··· TASK INPUTS ···
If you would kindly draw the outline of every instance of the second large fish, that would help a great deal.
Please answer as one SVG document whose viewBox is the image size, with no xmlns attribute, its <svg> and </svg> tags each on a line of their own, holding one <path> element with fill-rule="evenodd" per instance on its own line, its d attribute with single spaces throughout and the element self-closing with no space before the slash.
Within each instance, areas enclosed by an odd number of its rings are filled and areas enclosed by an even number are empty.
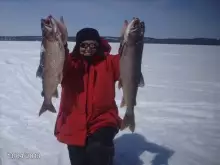
<svg viewBox="0 0 220 165">
<path fill-rule="evenodd" d="M 144 44 L 145 26 L 138 18 L 128 23 L 125 22 L 123 36 L 120 45 L 120 81 L 123 90 L 121 106 L 126 106 L 126 112 L 122 123 L 122 129 L 129 127 L 135 130 L 134 106 L 138 87 L 144 86 L 144 78 L 141 73 L 142 53 Z"/>
</svg>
···
**EXERCISE**
From the listing above, print every entry precisely and drop the pictures.

**SOLUTION TO THIS PROBLEM**
If you would kindly draw the outline of every instance of the second large fish, that would help a great deal.
Please answer as one SVG document whose viewBox is the image size, with no xmlns attribute, its <svg> and </svg> tags each on a line of their own, holding one <path> element with fill-rule="evenodd" per instance on its own line, its d attribute with single spaces throughout and the element self-closing with no space before the slash.
Within each instance, areas enclosed by an odd number of its rings are filled and areas enclosed by an even number are empty.
<svg viewBox="0 0 220 165">
<path fill-rule="evenodd" d="M 144 44 L 145 26 L 138 18 L 128 23 L 125 22 L 123 36 L 120 45 L 120 81 L 123 90 L 121 106 L 126 106 L 126 112 L 122 123 L 122 129 L 129 127 L 135 130 L 134 106 L 138 87 L 144 86 L 144 78 L 141 73 L 142 53 Z"/>
</svg>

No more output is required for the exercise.